[Excerpts of location labeling data]
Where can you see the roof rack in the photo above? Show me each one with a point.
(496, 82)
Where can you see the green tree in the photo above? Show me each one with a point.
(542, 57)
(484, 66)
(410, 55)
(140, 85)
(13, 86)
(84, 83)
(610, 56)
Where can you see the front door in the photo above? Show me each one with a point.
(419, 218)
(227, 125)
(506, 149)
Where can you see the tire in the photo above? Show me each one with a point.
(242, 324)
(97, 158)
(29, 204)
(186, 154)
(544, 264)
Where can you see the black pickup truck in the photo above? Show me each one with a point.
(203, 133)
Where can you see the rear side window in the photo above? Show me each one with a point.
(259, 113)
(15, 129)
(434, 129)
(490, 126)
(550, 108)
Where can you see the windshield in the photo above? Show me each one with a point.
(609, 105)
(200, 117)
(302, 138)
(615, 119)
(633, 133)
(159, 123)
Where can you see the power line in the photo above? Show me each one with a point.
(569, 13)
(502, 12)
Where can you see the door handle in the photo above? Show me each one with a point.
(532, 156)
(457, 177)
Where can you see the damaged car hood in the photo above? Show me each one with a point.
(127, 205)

**Instructions for the task**
Extract every line of the data above verbatim, with each coordinate pair left in its original order.

**Reply**
Where can you see the roof rack in the photo above? Show me each one with a point.
(496, 82)
Where can you see the green tree in the photo above? Show me each one with a point.
(542, 57)
(484, 66)
(410, 55)
(140, 85)
(13, 86)
(84, 83)
(610, 56)
Where can you see the front door in the photo above? Show me each one with a point.
(419, 218)
(227, 125)
(506, 149)
Where can you see the tire in the photo above? Show me each one with a point.
(242, 324)
(97, 158)
(29, 204)
(186, 154)
(544, 264)
Where can you see the black pickup truck in the photo above? Show me each one with a point.
(203, 133)
Where can you see the rear side window in the photo above? Show me each one with a point.
(259, 113)
(15, 129)
(434, 129)
(490, 126)
(550, 108)
Where can you see the windshield in the photo above? Show me each one with a point.
(609, 105)
(200, 117)
(302, 138)
(615, 119)
(633, 133)
(159, 123)
Where can you see the power line in the photo above? Show me each one with a point.
(569, 13)
(502, 12)
Where can you see the door handle in the photo above? Show me each one with a point.
(532, 156)
(457, 177)
Where can you see the damaged car hood in the photo above? Show me each one with a point.
(127, 205)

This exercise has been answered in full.